------ Text segment

The walking project has been on forced hiatus for a while–injury, work, life–that’s also prompted an identity crisis of sorts. What exactly and why exactly am I doing (with) these videos? The answer, as should have been obvious from the get go, lies in walking. I had to ramble a few miles in the foothills overlooking the buzzing city bathed in a filtered, soft winter afternoon light to rekindle the passion, and if not find the path forward, at least understand anew why I am walking it in the first place. It’s a way of coping with the constant brouhaha, the visual carpet-bombing, the sensory warp speed of life in laid-back Los Angeles; it’s an escape, but not an avoidance. It’s a way of absorbing the landscape, of growing a sense of place and belonging. One step at a time, I fill in my own map of the world, charted with idiosyncratic observations, chance encounters and an ever-increasing belief in the power of looking up and around, listening to the wind and the birds, slowing down.

“When the yellow leaf dropped from the tree…it struck me how that will never happen again, with that particular leaf.”

Jerry Ellis, “Walking the Trail, One man’s journey along the cherokee trail of tears”.

truck route – Altadena, arroyo seco, Pasadena

In Passing

Metro still runs buses along millionaire’s row, East Mariposa street, but the tram line headed for the base of the Rubio canyon funicular has been paved over, a familiar LA story. A few landmarks remain, among other imposing properties, the Rand McNally House, the Zane Grey Estate, the Altadena library, the Waldorf school. A film crew tows and films a ‘moving’ red pickup, flanked by police cars, another familiar LA story.

Turn left on Fair Oaks, across the liquor store parking lot, Abounding Grace Ministeries and the Altadena Church of Christ, then a few steps south, Hillside Voz de Esperanza; La Venezia court leads almost directly to the Pizza of Venice pizzeria. Where else but Altadena? reads the bus bench ad.

West on Ventura, the Charles White park, named after the painter just recently celebrated in Museums all over LA–nice to name places after local artists–and although the site isn’t exactly memorable, it does boast a detailed fitness panel, including a chart that tells me my BMI is 29. Walk faster.

Sheriffs hang out at the entrance to Franklin elementary, an all too common sight and sign of the times. A man–musician?–carries a sitar case to his car. Toy trucks parked along Ventura, dead end at the Arroyo Seco, where a constant flow of semis haul away dirt from the Devil’s gate reservoir, destroying a wildlife habitat itself a result of damming the Arroyo, which was done to prevent floods that swept away houses built too close to the water in the first place. A human story.

------------

_Exercise directions:_
According to the walking text, why was the Arroyo Seco dammed? Answer in one to three sentences. The records that come next have nothing to do with the walking text.

------ Excerpted records

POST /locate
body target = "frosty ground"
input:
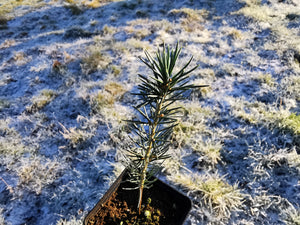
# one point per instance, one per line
(67, 69)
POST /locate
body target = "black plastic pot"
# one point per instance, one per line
(173, 205)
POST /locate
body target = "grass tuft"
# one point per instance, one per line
(41, 100)
(213, 192)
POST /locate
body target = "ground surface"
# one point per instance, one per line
(66, 72)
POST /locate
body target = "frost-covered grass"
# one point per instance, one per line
(66, 72)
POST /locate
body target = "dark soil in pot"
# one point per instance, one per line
(167, 206)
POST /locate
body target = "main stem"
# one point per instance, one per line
(148, 152)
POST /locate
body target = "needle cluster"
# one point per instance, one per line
(156, 117)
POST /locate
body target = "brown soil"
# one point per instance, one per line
(116, 212)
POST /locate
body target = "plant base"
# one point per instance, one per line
(118, 206)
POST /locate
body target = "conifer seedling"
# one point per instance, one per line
(156, 116)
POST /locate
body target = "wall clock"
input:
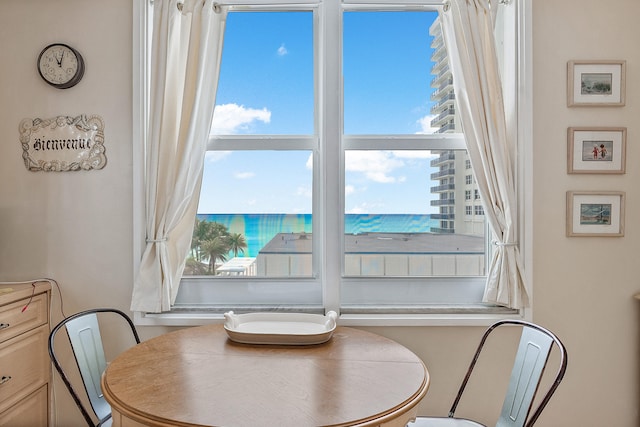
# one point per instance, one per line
(61, 65)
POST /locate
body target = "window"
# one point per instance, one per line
(332, 166)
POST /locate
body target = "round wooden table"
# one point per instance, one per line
(199, 377)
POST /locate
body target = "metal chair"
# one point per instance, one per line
(84, 335)
(531, 358)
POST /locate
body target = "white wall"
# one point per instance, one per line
(77, 227)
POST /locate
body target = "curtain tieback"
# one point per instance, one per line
(164, 239)
(496, 243)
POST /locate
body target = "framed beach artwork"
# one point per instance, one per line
(596, 150)
(596, 83)
(595, 213)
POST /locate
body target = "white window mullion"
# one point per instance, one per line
(330, 157)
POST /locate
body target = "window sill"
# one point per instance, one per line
(433, 316)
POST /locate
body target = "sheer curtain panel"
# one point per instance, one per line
(185, 57)
(468, 32)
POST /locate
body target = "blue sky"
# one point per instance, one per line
(266, 87)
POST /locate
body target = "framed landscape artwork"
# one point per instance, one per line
(596, 150)
(595, 213)
(596, 83)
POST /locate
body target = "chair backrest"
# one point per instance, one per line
(83, 331)
(531, 358)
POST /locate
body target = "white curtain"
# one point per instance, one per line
(185, 58)
(468, 33)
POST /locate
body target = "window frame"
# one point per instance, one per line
(516, 58)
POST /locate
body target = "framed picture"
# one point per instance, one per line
(596, 150)
(595, 213)
(596, 83)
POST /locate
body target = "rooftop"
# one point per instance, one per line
(383, 243)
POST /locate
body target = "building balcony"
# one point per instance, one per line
(444, 187)
(445, 101)
(445, 157)
(443, 216)
(442, 91)
(443, 173)
(451, 127)
(443, 202)
(443, 230)
(445, 115)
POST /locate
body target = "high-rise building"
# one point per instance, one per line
(459, 206)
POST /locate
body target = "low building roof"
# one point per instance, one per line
(383, 243)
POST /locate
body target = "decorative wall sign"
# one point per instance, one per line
(63, 143)
(595, 213)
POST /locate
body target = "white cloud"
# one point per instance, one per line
(425, 125)
(414, 154)
(229, 119)
(304, 191)
(282, 50)
(244, 175)
(375, 165)
(214, 156)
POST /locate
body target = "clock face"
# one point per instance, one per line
(60, 65)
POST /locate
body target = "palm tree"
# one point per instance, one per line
(237, 243)
(201, 233)
(216, 249)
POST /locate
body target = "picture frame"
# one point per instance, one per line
(597, 150)
(595, 213)
(596, 83)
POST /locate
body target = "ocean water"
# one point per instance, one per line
(259, 229)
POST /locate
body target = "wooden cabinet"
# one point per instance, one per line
(25, 370)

------------

_Exercise result:_
The Arroyo Seco was dammed to prevent floods. Those floods had swept away houses built too close to the water.